# [Texto da página]
Segundo o Censo da Educação Superior, divulgado na semana passada, “entre 2014 e 2024, as matrículas de cursos de graduação a distância aumentaram 286,7%, enquanto na modalidade presencial não houve crescimento, e sim queda de 22,3%”. O mesmo documento informa que “o maior percentual de matrículas dos cursos a distância se concentra na rede privada (95,9%)”, principalmente nas instituições de ensino superior com fins lucrativos. Os números, portanto, mostram que a prevalência da EaD tem diretamente a ver com o crescimento da participação das instituições privadas na oferta de ensino superior. Essa afirmação está correta? A que isso se deve?
No Brasil, historicamente, a matrícula no setor privado é maior realmente, isso não é uma coisa nova. O problema é a expansão vertiginosa que a gente enxerga nesses últimos dez anos. O que a gente está vendo acontecer é uma mudança no modelo de negócio das instituições privadas com fins lucrativos. A Educação Superior sempre contou com a participação da iniciativa privada, e nunca foi pouco. Esse [setor] privado era constituído por [instituições] confessionais, comunitárias e por empresas quase que familiares, que tinham interesse educativo mesmo, que estavam dedicadas ao ramo da Educação. Era um negócio, era privado, mas até 1997, as instituições privadas que estavam presentes na Educação Superior não podiam ter fins de lucro. Isso muda no governo Fernando Henrique Cardoso [com o decreto nº 2.306/97]. E aí, nos anos 2000, há uma mudança estatutária nessas instituições. Várias delas, que eram familiares, passam a ter fins lucrativos e, ao mesmo tempo, acontecem fusões. Já se tem aqui o que eu chamaria de uma concorrência difícil de enfrentar: outras empresas vão fagocitar as pequenas empresas familiares. Elas vão crescendo e apresentando possibilidades bem distintas [de cursos]. Estou ainda falando de educação presencial, mas já é um modelo mais massificado.

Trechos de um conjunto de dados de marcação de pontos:
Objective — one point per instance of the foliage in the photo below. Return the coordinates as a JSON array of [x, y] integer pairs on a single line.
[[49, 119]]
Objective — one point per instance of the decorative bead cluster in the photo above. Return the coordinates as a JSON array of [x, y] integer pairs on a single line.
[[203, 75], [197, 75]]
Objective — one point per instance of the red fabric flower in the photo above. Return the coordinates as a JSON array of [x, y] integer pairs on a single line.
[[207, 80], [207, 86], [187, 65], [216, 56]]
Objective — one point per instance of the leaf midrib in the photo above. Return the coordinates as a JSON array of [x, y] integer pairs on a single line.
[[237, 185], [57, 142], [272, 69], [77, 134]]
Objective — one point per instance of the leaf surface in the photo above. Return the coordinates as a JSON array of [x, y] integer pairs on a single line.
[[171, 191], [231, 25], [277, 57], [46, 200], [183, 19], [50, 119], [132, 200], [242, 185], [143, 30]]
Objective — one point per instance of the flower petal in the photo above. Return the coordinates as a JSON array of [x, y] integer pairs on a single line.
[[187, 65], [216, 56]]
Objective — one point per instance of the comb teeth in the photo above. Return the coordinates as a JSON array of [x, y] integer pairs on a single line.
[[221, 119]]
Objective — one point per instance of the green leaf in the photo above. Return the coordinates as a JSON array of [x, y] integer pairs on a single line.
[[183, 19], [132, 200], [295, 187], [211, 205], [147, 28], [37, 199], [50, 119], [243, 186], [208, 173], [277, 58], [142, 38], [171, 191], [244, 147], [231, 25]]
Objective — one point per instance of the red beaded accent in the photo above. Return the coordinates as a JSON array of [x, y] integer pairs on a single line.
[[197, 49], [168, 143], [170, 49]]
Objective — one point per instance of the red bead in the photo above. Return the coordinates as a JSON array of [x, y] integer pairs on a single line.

# [Exercício]
No texto sobre o ensino superior a distância, copie palavra por palavra o trecho que começa em "Segundo o Censo" e vai até "isso se deve?". O material não tem nada a ver com esta atividade.

# [Resposta do exercício]
Segundo o Censo da Educação Superior, divulgado na semana passada, “entre 2014 e 2024, as matrículas de cursos de graduação a distância aumentaram 286,7%, enquanto na modalidade presencial não houve crescimento, e sim queda de 22,3%”. O mesmo documento informa que “o maior percentual de matrículas dos cursos a distância se concentra na rede privada (95,9%)”, principalmente nas instituições de ensino superior com fins lucrativos. Os números, portanto, mostram que a prevalência da EaD tem diretamente a ver com o crescimento da participação das instituições privadas na oferta de ensino superior. Essa afirmação está correta? A que isso se deve?